▶ **文章の抜粋**:

------------------------------------------------

スポーツをするうえで常についてくるのが「勝敗」や「結果」です。

子供達は常にこれらに対するプレッシャーと戦いながら努力を続けていくわけですが、「予想外の敗北」や「立て続けの敗北」にモチベーションを低下させてしまうことがあります。

モチベーションの低下は、ありとあらゆる場面で子供達の集中力を低下させてしまいますし、怪我をするリスクも高めてしまうことがあります。

そこで今回は 「負けても選手のモチベーションを低下させないコーチング法」についてお話ししたいと思います。

メンタルトレーニングの定義とは

野球の試合指導者が子供達を指導するうえで重要視されるのが、技術面や体力面の向上で、限られた時間の中でメンタルトレーニングにまで時間をかけていられないと言う指導者の方は多いかもしれません。

ベテラン指導者の中にはいまだに「気合いだ!気持ちだ!」と根性論でスポーツ指導をしている方を見かけます。

私はその全てを否定するつもりはありませんが、今の子供達にそのような指導方法は効果が発揮さされにくく、練習を厳しくすれば「そんな辛い思いしてまでは」、レギュラーから外せば「自分はチームに必要ないんだろ」と簡単に辞めるという選択肢を選んでしまうから本当に厄介です。

------------------------------------------------

▶ **保存データ**:
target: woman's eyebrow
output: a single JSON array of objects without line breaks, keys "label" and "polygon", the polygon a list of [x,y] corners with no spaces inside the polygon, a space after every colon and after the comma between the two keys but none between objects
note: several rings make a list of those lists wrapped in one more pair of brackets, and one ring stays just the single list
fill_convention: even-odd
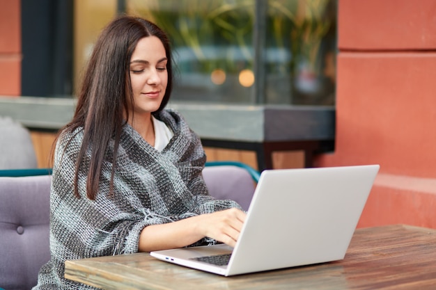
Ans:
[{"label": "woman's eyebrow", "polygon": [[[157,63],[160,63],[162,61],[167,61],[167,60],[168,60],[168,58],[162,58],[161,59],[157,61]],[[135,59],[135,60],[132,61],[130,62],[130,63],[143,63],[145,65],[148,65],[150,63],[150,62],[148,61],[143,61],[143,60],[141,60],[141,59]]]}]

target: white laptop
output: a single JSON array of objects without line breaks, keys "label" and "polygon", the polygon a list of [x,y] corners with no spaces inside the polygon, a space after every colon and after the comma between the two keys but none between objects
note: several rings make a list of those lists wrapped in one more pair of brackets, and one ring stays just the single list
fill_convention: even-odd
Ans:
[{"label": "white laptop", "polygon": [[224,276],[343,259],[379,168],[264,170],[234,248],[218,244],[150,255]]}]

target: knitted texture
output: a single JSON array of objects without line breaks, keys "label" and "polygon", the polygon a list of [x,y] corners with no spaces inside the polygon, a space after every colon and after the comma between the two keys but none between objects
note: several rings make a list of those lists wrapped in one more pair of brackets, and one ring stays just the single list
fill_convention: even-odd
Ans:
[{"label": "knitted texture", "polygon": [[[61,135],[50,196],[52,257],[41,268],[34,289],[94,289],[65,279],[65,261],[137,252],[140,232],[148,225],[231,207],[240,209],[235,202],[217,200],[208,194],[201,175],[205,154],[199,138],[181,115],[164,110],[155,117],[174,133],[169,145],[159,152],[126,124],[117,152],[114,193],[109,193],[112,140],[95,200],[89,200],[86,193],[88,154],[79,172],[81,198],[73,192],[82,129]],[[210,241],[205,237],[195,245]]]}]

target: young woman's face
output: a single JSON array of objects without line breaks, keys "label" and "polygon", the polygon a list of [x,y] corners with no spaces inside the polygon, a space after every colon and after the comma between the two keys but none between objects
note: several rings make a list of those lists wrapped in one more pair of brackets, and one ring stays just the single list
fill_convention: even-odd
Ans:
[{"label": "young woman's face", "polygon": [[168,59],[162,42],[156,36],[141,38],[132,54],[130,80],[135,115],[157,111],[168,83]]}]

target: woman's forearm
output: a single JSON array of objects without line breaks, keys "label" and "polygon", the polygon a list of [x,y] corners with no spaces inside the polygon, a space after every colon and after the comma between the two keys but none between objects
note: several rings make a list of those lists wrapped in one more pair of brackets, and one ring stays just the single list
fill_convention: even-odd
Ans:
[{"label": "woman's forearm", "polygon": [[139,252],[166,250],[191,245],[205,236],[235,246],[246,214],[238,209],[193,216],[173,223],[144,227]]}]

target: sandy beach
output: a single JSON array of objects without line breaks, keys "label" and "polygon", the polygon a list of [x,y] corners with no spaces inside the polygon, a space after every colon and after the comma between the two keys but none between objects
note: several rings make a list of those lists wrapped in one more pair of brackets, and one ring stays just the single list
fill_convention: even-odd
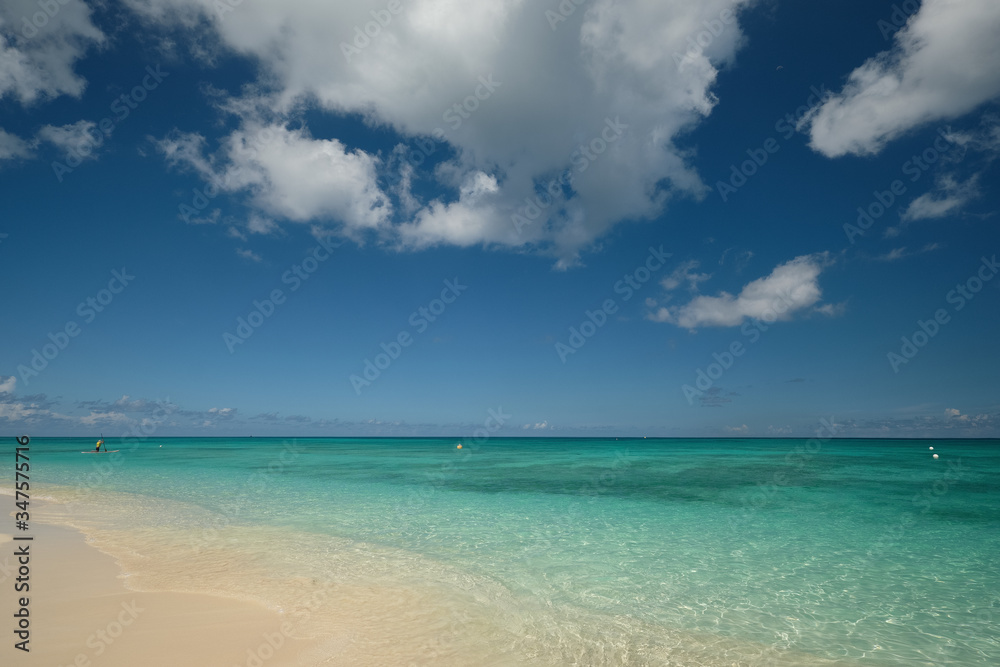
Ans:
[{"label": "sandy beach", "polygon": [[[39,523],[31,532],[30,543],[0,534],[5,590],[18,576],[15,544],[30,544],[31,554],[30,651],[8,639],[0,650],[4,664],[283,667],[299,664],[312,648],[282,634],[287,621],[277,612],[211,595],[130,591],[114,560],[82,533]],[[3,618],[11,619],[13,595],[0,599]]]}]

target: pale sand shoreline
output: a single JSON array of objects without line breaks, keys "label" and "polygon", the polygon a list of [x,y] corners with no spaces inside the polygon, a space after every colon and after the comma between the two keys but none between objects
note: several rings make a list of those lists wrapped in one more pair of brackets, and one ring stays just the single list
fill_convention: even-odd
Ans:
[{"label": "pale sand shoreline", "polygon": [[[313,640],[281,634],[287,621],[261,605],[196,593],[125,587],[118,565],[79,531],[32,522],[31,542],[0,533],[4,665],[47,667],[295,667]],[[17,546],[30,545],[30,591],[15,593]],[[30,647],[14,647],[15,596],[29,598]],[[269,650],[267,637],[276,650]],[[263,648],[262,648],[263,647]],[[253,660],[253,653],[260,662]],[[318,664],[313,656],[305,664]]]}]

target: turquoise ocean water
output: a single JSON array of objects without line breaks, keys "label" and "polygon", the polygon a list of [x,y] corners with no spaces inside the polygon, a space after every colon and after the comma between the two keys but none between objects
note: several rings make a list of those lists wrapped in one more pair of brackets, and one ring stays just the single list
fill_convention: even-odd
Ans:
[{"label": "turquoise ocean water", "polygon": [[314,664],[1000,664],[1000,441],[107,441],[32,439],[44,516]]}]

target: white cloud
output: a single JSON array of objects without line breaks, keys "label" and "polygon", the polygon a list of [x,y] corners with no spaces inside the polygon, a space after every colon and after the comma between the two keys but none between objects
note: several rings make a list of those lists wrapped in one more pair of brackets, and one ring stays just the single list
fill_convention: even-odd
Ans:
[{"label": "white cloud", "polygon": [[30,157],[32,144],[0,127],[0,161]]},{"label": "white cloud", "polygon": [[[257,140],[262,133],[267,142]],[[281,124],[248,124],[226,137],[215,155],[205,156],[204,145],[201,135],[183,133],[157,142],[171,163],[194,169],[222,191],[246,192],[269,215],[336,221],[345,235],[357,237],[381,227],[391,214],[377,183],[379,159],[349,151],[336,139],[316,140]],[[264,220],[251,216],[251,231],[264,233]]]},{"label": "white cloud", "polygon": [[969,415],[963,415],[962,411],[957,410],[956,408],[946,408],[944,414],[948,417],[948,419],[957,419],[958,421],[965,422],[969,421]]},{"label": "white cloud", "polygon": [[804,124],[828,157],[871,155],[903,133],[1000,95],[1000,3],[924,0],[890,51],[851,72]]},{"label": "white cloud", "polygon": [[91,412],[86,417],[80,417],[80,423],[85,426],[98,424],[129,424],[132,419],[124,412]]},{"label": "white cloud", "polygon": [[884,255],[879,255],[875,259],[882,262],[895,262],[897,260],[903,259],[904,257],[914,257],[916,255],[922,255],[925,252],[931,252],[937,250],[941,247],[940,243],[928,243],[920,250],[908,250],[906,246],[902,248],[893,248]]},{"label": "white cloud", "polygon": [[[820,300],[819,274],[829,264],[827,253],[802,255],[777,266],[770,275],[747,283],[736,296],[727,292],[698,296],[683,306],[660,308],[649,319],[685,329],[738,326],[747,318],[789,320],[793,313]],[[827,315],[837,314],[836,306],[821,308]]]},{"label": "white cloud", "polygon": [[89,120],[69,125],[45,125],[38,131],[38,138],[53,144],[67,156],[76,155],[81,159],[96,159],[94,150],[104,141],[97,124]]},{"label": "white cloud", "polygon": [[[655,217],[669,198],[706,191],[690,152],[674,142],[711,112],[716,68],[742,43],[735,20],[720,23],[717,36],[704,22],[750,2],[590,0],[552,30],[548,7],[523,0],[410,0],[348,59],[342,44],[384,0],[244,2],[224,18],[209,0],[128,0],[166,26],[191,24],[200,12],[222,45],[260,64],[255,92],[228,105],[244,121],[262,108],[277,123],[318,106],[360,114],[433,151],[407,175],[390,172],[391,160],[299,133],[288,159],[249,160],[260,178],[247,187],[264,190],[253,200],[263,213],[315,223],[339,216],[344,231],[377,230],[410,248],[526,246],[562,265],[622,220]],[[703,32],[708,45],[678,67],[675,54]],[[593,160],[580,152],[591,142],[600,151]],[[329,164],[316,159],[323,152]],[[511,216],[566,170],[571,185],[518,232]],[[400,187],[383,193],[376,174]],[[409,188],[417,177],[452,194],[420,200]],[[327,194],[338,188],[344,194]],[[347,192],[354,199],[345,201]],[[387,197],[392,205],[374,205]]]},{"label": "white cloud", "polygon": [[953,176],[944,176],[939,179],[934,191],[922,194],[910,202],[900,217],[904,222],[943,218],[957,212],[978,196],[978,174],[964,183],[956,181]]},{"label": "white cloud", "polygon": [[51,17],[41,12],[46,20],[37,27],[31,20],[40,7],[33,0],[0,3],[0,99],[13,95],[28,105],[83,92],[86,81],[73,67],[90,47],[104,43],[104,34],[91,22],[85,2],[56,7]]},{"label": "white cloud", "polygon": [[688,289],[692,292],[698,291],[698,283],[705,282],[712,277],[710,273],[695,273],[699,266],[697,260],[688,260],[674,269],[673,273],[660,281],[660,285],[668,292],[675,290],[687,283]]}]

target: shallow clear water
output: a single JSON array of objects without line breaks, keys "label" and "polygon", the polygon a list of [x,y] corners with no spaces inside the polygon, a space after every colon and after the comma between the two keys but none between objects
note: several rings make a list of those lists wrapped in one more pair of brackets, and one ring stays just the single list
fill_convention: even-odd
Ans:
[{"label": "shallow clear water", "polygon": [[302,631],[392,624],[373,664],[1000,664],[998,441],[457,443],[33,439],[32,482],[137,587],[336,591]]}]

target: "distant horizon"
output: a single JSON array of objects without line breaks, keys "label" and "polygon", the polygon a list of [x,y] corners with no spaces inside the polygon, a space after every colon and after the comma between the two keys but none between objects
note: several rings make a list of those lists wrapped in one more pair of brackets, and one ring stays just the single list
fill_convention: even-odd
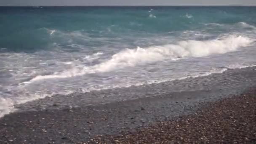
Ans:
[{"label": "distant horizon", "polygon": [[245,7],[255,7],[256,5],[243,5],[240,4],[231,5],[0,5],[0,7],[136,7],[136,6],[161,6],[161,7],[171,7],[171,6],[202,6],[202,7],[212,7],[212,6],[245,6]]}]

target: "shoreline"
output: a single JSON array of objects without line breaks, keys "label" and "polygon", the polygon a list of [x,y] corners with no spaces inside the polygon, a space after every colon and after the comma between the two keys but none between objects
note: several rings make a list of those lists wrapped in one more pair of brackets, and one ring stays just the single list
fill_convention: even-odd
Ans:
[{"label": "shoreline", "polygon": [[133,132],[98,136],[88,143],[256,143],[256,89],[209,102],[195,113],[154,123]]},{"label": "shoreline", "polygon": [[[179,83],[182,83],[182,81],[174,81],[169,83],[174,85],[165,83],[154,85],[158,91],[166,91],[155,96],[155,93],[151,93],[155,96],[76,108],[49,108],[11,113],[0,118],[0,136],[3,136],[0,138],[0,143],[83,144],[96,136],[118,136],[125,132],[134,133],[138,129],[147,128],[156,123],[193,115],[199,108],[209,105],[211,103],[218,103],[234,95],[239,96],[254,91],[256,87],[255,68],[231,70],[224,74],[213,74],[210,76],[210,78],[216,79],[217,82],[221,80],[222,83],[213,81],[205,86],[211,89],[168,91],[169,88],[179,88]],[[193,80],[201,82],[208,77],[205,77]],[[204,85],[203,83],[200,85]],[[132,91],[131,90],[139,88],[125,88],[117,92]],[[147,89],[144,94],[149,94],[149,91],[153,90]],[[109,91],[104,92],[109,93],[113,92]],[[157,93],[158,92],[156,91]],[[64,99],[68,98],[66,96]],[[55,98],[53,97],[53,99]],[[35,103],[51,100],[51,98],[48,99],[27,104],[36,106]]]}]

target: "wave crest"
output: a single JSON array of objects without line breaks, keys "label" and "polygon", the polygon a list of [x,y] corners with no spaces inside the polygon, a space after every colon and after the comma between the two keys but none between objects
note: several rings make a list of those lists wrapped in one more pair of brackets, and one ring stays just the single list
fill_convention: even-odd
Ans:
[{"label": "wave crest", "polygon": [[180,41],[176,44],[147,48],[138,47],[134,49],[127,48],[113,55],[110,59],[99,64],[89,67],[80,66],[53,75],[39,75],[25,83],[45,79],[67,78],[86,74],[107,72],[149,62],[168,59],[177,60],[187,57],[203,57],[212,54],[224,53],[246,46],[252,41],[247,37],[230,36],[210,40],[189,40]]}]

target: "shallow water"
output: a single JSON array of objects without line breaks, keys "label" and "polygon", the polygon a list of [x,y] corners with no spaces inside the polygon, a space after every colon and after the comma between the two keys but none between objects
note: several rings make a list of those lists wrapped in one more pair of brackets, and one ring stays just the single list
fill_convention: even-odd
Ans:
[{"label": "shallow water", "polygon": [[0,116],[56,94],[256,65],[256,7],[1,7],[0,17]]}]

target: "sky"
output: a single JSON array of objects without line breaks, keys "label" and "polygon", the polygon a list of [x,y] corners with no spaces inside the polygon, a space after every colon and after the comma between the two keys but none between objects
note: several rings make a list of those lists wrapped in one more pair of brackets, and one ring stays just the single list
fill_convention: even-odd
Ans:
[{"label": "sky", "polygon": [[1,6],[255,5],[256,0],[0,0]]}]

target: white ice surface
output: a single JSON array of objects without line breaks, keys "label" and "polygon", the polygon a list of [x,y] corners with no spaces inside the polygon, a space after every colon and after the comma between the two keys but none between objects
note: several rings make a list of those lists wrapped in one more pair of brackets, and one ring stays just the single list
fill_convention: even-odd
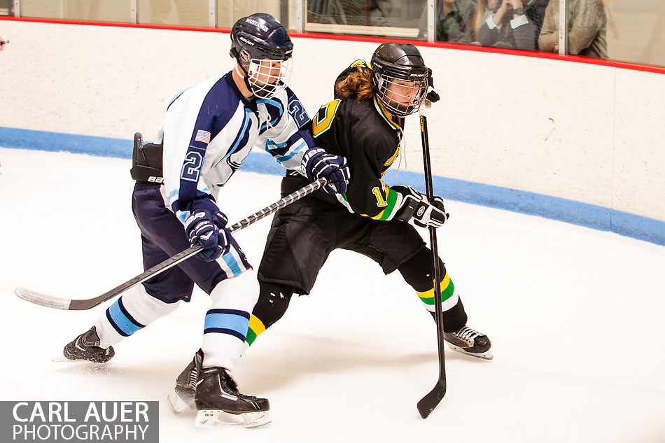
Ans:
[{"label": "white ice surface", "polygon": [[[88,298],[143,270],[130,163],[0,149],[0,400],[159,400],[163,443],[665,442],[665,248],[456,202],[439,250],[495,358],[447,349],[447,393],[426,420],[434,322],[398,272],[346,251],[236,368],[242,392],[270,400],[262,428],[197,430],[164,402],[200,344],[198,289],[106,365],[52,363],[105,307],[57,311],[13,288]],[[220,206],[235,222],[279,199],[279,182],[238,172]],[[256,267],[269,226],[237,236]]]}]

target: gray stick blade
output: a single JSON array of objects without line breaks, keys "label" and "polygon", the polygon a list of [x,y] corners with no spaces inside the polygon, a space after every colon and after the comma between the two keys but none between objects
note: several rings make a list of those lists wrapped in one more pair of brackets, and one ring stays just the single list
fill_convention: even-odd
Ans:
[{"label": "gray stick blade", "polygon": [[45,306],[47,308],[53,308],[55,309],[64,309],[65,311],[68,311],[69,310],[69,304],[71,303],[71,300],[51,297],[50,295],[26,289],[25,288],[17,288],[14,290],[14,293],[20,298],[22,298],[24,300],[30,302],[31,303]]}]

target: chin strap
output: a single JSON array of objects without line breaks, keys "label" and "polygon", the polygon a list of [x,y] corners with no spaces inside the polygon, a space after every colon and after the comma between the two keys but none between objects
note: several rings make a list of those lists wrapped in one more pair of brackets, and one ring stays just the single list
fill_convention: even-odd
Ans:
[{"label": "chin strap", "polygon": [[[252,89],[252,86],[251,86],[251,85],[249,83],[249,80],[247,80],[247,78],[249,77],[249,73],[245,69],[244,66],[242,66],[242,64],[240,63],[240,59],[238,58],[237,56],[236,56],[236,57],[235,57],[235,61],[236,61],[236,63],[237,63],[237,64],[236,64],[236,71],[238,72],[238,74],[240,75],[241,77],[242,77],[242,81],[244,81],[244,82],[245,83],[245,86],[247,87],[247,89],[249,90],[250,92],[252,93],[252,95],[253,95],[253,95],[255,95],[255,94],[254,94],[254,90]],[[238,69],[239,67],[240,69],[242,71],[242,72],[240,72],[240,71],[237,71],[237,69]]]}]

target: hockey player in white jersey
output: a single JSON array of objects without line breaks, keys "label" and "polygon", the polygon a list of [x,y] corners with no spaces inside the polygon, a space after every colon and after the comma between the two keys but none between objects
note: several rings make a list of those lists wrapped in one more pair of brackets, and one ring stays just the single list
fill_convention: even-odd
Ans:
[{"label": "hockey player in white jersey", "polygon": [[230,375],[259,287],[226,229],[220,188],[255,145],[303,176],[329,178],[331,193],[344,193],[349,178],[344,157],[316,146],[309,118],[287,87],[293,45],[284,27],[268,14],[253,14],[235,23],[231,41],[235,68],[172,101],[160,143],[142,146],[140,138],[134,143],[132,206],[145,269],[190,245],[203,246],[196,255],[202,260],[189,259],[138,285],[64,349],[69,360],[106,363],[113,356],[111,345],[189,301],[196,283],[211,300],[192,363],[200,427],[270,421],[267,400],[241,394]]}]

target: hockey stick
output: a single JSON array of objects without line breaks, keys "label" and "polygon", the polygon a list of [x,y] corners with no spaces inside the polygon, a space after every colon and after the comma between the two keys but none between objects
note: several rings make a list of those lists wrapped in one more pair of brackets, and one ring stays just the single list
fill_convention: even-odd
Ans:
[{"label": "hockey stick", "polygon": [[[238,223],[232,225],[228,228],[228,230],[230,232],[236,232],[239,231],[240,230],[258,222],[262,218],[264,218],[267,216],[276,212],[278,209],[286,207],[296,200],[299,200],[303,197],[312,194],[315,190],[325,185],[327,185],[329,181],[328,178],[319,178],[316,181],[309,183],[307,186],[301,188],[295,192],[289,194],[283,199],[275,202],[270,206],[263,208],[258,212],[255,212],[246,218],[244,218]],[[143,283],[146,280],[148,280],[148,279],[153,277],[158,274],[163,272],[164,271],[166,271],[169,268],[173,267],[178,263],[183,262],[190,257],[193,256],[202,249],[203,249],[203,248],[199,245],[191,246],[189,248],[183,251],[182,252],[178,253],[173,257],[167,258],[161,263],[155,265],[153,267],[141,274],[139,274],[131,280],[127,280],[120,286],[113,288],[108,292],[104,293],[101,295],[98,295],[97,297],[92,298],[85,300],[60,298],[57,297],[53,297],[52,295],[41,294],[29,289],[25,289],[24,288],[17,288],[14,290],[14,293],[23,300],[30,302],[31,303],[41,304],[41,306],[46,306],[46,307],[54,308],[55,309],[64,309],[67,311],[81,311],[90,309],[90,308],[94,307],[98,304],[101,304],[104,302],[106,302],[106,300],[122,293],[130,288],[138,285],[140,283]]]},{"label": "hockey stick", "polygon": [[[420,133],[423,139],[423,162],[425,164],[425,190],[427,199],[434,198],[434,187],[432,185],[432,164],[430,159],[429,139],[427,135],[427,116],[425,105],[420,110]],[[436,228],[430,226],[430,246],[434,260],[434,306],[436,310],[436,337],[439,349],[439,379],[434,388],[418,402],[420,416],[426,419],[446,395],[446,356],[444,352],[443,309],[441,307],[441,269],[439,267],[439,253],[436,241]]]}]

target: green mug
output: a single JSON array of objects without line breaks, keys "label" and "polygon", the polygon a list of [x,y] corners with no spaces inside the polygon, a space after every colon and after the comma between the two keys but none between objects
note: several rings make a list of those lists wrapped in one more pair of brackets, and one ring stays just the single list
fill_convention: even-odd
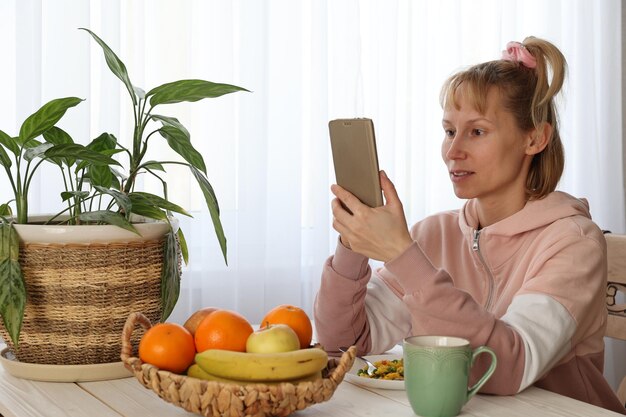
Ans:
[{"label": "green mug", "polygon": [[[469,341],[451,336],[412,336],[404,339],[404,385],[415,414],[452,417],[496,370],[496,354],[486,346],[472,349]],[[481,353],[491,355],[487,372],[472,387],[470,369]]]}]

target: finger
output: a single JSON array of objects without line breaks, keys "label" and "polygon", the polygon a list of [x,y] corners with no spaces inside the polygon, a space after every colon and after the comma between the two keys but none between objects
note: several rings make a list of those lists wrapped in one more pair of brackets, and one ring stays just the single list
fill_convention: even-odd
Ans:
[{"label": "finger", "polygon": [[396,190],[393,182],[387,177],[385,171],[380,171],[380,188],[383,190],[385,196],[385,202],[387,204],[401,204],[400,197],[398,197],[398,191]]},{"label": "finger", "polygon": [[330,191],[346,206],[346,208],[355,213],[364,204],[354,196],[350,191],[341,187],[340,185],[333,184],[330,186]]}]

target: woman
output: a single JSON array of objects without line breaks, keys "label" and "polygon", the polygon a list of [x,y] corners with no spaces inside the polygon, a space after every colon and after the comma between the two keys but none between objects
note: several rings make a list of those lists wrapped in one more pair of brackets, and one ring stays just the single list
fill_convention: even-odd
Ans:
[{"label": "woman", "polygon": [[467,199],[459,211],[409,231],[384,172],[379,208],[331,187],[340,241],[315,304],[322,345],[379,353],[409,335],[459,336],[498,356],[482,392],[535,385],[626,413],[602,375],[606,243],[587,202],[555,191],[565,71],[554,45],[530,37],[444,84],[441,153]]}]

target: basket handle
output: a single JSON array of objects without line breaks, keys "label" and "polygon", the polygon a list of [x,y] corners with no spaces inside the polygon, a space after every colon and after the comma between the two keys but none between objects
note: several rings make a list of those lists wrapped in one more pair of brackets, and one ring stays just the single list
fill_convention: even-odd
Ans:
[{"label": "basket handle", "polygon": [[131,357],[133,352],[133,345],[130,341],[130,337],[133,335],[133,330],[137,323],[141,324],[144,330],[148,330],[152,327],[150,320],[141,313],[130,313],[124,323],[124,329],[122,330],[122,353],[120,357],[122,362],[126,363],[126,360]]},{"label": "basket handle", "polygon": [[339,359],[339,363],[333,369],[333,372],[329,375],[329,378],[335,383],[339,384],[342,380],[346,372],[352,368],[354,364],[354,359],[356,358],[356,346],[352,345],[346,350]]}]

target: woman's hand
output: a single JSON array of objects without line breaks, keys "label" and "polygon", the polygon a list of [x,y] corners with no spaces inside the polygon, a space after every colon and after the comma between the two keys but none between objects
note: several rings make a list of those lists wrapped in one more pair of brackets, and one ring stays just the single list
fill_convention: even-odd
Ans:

------------------------------------------------

▶ **やること**:
(a) スポーツ指導についての文章では、モチベーションが下がると集中力の低下のほかに何が高まることがあると書かれていますか。
(b) スポーツ指導についての文章を、最後の文のあとから書き続けてください。

▶ **問題の答え**:
(a) 怪我をするリスクです。

(b)
そして時代と共に、スポーツ少年団や学校の部活動では「メンタルトレーニング」を取り入れた指導が見られるようにもなりました。

私はメンタルトレーナーとしていくつかの団体を見てきましたが、残念ながら「メンタルトレーニング」という言葉が一人歩きしているように感じてなりません。

1997年、世界的基準での専門家育成のための国際教育システムが作られたというお話はご存知でしょうか?この時に国際メンタルトレーニング学会が以下のような定義を発表しました。

「メンタルトレーニングとは、身体的な部分に関わらないすべてのトレーニングであり、ピークパフォーマンスとウェルネスを導くための準備である。スポーツのパフォーマンスや人生を向上させるための、ポジティブな態度、考え、集中力、メンタル、感情などを育成・教育することが中心である。」

このことからも察することができるかと思いますが、メンタルトレーニングは魔法でもなんでもなく、毎日の積み重ねでやっと効果を発揮することができるのです。

負けが続いている時のメンタルトレーニング

グランド

個人でもチームでも調子が良い時はいいのですが、冒頭でもお話ししたように負けが続いてモチベーションが保てない時期がやってくることがあります。

その時に選手がどのような思考で、どのように前へ進んで行くのかで結果に大きな差が生まれてしまいます。

つまり「悪い時期」にいかに前を向いて取り組むことができたかが、「良い時期」に大きな結果へとつなげてくれるということで、悪い時期に下を向いていたチームは、たとえ良い時期が訪れても自分達の納得いく結果を残すことは難しいでしょう。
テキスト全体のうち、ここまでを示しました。